Stated exercise A ->
Reproduce the part of the design system interview notes between "To better understand the" and "concerns and suggestions.", inclusive.
Stated exercise B ->
For each statement, decide whether the design system interview notes support it. Answer yes or no and quote the deciding words. (i) Some designers struggled to get design system stories prioritized by their product managers. (ii) During the remote interviews, most team members kept their cameras on. (iii) Teams wanted stories to be larger in scope.
Stated exercise C ->
Extend the design system interview notes, beginning after their final sentence.

>> BEGIN Source text

To better understand the users of our design system, we conducted interviews with product teams. Throughout all these sincere conversations, I started to notice some reocurring patterns. The following were some observations we made during these interviews that raised concerns about the fundamentals of a core balanced team:

  • Some designers were having trouble getting design system stories prioritized by their product managers.

  • Individuals who had been on a team for a long time became dominant voices during team discussion. Sometimes this even involved interrupting or shooting down other team members' concerns and suggestions.

  • There was no clear direction on which components needed to be updated to be compliant, which led to a lack of communication from designers and engineers.
  • One team told us they had lost the trust of their users because of the lack of consistent experience across the portfolio of applications.
  • Teams were vocal about stories not matching the output of work, as well as stories needing to be smaller in scope.
  • During our remote interviews and design critiques focusing on the design system and consistency, most team members would not have their cameras turned on. This indicated tension in the teams and a lack of cohesion, requiring a team health check to inquire about balanced team fundamentals. 
  • Product managers were asking for clear outcomes and goals from the design system team to better understand how to incorporate these stories within their current backlog.

>> END Source text
>> BEGIN Material

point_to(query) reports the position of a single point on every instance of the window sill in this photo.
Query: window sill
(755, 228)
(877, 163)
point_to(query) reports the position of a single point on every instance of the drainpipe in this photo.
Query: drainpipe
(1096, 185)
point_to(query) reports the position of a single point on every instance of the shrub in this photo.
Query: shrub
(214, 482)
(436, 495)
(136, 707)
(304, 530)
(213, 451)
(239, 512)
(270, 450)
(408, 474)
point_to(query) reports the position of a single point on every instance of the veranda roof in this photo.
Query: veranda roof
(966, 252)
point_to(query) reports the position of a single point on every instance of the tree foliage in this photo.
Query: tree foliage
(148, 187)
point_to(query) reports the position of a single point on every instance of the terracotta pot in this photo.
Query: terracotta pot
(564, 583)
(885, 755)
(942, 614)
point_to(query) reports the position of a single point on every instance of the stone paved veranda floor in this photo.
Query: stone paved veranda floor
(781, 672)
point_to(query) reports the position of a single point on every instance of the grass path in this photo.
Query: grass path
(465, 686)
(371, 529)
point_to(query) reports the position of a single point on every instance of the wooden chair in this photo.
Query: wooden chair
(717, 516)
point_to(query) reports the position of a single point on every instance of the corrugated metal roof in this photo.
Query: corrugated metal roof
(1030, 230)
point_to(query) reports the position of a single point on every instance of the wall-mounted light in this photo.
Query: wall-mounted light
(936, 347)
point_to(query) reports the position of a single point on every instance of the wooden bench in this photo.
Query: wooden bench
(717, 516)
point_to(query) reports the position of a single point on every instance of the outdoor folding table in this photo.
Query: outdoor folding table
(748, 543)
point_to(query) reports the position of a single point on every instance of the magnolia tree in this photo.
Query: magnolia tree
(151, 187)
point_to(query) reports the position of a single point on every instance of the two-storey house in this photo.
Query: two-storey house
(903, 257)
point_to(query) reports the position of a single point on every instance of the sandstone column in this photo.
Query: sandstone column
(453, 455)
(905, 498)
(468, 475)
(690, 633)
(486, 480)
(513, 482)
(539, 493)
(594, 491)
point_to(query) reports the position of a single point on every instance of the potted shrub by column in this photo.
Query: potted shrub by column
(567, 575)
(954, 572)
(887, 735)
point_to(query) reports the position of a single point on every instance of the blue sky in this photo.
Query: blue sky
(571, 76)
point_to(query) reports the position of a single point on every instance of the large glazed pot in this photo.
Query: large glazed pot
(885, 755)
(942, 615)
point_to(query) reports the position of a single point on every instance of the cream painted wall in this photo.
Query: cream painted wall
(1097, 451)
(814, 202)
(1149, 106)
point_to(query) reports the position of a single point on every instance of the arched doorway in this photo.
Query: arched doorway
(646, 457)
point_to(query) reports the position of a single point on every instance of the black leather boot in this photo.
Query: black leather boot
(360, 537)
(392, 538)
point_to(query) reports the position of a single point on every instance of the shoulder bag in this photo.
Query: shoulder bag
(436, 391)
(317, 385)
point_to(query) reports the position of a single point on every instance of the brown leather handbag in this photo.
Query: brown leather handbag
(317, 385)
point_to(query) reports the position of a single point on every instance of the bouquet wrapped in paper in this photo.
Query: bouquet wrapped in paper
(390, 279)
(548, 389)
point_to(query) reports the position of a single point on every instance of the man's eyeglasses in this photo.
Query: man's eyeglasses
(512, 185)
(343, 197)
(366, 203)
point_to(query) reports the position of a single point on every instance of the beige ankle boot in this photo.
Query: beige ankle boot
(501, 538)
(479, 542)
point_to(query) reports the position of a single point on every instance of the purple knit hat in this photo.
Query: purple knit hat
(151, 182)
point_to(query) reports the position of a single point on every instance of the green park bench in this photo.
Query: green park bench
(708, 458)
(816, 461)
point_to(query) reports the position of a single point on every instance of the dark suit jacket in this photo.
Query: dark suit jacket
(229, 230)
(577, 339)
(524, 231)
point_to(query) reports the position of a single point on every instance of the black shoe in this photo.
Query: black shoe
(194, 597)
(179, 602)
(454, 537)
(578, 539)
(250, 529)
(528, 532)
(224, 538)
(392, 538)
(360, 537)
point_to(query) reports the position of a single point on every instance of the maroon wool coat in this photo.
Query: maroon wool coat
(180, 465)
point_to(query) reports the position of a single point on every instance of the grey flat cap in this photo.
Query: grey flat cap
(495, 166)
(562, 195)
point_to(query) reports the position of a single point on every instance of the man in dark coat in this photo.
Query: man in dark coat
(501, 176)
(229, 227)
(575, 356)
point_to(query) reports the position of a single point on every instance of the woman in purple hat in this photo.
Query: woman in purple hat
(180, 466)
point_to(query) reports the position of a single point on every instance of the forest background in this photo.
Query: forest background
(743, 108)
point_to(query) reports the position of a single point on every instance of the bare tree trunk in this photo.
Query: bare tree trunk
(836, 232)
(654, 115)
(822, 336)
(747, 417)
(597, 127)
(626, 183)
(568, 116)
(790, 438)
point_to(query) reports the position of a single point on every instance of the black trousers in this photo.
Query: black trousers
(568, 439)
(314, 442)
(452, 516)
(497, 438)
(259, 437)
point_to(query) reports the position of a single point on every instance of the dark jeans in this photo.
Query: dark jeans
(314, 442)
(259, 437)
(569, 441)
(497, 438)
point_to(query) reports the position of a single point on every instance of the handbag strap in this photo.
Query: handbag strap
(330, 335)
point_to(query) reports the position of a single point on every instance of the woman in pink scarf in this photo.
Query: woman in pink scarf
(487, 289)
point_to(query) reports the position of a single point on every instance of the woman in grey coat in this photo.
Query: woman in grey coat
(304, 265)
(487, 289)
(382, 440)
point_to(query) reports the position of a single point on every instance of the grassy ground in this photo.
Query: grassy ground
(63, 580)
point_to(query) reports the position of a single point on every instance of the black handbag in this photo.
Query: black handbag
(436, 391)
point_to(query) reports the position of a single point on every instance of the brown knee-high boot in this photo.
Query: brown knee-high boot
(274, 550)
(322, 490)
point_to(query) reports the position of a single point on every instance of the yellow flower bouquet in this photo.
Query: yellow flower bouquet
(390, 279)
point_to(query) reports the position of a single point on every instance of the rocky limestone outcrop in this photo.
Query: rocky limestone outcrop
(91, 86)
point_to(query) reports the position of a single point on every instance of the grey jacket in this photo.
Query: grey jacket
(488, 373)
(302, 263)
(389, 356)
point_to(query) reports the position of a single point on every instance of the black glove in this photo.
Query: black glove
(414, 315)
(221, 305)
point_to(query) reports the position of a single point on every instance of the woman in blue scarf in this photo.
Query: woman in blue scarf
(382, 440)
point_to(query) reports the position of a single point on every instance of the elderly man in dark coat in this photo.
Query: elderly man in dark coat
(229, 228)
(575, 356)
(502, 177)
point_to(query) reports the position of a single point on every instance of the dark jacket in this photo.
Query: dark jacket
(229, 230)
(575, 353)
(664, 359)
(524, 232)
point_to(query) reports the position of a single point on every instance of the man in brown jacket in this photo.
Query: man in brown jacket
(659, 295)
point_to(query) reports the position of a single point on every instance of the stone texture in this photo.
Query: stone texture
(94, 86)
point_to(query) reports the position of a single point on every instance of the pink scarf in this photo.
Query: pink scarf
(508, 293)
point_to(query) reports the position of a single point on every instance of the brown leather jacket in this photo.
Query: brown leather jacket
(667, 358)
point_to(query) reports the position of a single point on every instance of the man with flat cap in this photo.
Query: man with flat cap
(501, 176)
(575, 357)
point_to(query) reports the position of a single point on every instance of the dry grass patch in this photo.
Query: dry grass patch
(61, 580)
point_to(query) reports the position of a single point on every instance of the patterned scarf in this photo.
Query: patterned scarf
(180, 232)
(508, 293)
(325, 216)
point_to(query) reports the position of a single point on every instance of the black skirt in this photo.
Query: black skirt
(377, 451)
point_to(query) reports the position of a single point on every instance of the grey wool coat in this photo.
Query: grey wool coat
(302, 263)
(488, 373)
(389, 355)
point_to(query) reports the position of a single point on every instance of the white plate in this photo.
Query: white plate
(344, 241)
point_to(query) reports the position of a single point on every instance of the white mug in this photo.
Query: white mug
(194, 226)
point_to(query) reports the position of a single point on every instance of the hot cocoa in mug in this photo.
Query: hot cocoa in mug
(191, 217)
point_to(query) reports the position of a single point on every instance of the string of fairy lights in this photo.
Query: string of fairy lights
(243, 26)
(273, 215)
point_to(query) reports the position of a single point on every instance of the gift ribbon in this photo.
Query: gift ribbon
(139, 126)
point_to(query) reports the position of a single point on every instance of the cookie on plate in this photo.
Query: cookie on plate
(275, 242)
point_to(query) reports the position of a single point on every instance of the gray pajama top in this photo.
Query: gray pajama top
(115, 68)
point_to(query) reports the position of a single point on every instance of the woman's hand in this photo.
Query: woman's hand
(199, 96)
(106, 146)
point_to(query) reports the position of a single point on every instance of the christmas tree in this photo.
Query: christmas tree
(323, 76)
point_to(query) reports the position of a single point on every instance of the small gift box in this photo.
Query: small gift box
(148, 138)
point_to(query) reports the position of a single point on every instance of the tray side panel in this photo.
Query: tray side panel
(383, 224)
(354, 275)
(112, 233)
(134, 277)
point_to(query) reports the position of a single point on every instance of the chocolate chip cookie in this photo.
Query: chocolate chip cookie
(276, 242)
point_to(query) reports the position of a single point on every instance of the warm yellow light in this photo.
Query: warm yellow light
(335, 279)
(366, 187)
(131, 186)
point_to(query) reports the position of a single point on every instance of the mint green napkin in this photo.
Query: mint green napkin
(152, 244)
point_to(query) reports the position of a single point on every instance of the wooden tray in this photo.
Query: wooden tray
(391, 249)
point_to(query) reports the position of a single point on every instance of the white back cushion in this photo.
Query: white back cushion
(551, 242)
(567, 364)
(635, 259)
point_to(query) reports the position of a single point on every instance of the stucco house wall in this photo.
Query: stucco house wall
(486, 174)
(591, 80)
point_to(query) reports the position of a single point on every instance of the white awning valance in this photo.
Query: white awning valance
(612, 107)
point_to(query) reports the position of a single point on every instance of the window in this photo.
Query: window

>> END Material

Task answer A ->
To better understand the users of our design system, we conducted interviews with product teams. Throughout all these sincere conversations, I started to notice some reocurring patterns. The following were some observations we made during these interviews that raised concerns about the fundamentals of a core balanced team:

  • Some designers were having trouble getting design system stories prioritized by their product managers.

  • Individuals who had been on a team for a long time became dominant voices during team discussion. Sometimes this even involved interrupting or shooting down other team members' concerns and suggestions.

Task answer B ->
(i) Yes: "Some designers were having trouble getting design system stories prioritized by their product managers."
(ii) No: "most team members would not have their cameras turned on"
(iii) No: "stories needing to be smaller in scope"

Task answer C ->
  • There were some differences in design system methodologies between individual contributors and the design system team as a whole. Some developers viewed the design system functioning as just a UI library, while some designers were designing for problems that the design system addressed functionally. 
  • Teams were battling design and technical debt. Additionally, the design system library wasn’t efficient enough for the rapid pace that teams required.

During our interviews, we learned that the majority of the teams comprehended and valued the intentions of the design system. They agreed that functionality should be streamlined across applications and that it would save time and effort when shipping software. So then why were teams so resistant to accomplishing adoption across the portfolio?

Another operational gap we found was that portfolio leaders had competing priorities that negated the outcomes and goals of the design system team. The portfolio product manager that was meeting with app teams on a weekly basis communicated (unbeknown to the design system team) that they were not to focus on design system stories. There was a company-wide deadline that needed to be met, so from their perspective, that was the priority. This resulted in a deprioritization of this effort and accountability was lost in the abyss. As you can gather, the more individuals we spoke to about achieving adoption, the more opportunities were available to define clear operations for this engagement's goal and achieving alignment through collaboration, knowledge sharing, and upskilling efforts.

We collected, synthesized, and brainstormed various operational solutions to fill in the gaps of accountability. After collecting this data and presenting it to leaders and involved team members, I had some discussions with the design director about some of the insights gathered during our interviews. I proposed to do a round of team health checks to validate some of my assumptions that there might be some underlying core balanced team issues at hand.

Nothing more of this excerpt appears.